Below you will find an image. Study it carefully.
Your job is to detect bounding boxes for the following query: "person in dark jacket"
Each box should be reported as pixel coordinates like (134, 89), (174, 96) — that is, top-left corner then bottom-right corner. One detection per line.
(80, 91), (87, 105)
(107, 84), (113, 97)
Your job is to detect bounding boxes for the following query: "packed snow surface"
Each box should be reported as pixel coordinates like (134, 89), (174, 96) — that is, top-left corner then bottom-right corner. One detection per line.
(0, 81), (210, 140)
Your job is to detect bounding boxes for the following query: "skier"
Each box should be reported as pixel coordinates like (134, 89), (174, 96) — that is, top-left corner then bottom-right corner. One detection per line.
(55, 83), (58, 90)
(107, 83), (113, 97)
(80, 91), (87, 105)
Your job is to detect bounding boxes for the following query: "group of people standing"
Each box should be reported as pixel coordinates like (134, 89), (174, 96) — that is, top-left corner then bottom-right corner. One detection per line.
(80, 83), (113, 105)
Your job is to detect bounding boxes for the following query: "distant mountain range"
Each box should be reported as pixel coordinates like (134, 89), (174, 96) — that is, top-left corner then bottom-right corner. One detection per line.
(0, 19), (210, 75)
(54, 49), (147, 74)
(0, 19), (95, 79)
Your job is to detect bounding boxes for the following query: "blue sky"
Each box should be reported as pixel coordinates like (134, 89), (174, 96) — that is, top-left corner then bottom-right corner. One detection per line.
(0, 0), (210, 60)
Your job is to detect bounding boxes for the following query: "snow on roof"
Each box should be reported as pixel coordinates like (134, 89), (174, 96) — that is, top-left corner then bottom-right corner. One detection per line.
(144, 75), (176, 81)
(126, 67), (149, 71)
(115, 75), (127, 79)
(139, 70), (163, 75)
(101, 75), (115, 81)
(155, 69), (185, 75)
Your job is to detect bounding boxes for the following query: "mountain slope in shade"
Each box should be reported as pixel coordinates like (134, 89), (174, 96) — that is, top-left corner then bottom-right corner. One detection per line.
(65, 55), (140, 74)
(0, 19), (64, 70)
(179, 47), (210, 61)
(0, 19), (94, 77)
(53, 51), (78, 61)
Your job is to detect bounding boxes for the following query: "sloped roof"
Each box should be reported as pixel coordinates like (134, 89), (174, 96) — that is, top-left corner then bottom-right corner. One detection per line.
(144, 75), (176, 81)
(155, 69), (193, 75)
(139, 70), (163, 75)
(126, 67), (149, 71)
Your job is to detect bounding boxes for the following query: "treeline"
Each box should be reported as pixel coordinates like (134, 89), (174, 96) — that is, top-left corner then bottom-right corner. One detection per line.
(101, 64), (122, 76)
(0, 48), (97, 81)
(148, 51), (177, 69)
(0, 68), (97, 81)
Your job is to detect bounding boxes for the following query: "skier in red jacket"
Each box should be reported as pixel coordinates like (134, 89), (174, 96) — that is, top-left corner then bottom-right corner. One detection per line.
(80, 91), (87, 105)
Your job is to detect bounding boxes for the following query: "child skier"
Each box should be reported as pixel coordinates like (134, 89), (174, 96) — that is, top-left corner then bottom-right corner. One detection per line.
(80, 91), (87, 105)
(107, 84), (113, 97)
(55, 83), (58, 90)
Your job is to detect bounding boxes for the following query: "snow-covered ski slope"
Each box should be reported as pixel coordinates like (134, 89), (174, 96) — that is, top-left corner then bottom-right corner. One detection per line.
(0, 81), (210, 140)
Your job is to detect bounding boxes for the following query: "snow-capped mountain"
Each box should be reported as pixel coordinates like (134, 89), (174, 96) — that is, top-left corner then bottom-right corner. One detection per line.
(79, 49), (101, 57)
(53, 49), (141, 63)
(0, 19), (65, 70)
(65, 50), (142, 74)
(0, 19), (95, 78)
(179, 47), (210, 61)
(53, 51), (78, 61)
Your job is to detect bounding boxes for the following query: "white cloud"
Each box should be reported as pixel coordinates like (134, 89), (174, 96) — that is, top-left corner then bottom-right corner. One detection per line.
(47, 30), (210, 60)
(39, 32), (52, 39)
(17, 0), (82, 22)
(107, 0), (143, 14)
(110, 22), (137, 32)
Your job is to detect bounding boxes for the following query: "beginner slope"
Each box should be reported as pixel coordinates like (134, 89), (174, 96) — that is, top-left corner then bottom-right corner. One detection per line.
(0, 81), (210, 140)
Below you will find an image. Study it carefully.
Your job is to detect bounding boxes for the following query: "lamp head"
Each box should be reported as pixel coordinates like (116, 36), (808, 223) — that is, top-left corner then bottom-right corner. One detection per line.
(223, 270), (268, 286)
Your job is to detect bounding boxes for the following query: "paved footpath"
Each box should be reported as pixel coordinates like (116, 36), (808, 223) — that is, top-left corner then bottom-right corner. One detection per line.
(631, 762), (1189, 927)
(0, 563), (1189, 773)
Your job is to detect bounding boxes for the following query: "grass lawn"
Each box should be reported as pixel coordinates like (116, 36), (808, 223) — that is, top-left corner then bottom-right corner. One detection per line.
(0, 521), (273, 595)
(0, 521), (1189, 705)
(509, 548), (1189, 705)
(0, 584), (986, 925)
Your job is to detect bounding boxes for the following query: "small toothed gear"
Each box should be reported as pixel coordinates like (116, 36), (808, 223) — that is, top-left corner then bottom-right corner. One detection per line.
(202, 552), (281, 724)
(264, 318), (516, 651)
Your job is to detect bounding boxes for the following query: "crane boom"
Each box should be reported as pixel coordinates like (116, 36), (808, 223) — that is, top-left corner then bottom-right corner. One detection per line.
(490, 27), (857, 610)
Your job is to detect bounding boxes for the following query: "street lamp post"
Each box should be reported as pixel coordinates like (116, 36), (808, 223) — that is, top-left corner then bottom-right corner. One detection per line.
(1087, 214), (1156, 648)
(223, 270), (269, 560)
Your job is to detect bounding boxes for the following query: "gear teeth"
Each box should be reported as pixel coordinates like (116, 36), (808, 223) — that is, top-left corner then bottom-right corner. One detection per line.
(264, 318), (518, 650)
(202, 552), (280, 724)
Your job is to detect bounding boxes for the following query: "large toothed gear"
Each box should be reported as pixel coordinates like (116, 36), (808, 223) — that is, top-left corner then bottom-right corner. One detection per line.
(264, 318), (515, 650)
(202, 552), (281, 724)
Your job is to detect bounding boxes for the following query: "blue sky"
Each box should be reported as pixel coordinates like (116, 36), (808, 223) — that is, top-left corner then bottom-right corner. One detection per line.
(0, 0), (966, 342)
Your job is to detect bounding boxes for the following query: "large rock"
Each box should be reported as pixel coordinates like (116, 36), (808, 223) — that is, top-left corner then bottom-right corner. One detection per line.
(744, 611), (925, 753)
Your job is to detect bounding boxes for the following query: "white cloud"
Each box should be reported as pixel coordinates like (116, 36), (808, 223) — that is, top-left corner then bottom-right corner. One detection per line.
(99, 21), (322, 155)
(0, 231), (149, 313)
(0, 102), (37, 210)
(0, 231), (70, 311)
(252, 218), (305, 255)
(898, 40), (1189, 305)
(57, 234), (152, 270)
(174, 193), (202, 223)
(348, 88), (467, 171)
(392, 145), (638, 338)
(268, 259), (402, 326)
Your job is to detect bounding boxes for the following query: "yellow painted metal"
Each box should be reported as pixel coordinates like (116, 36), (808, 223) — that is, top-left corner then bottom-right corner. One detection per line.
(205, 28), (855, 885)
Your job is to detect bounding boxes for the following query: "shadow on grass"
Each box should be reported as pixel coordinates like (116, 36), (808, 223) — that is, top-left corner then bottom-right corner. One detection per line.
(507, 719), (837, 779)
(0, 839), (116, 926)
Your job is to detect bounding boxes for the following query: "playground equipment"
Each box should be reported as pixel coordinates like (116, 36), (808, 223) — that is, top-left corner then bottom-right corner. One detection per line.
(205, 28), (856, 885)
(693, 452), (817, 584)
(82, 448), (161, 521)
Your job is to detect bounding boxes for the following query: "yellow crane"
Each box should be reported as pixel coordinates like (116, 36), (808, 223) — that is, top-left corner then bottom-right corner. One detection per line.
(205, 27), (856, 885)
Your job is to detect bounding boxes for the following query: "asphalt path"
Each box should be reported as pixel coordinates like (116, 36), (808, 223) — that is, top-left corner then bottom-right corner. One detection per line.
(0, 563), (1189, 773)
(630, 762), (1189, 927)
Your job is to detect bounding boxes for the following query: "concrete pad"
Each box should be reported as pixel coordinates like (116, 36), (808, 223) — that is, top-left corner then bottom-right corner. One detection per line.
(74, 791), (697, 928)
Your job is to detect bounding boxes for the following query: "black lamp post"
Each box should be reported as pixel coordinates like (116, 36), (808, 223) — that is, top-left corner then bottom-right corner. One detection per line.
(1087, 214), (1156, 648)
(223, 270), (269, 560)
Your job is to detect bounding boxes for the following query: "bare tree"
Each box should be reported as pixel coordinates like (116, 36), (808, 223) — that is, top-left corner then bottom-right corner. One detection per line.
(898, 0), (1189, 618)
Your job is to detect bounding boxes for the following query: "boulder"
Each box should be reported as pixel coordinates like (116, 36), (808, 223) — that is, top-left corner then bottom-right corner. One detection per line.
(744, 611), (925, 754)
============================================================
→ **Written exercise**
Pick out every line in the listing above that contains the word "roof" and copy each of those lines in full.

→ **Reply to the task**
Your job is to detect bounding boxes for the following query: "snow on roof"
Your job is to detect bounding boxes for the following query: "sloped roof"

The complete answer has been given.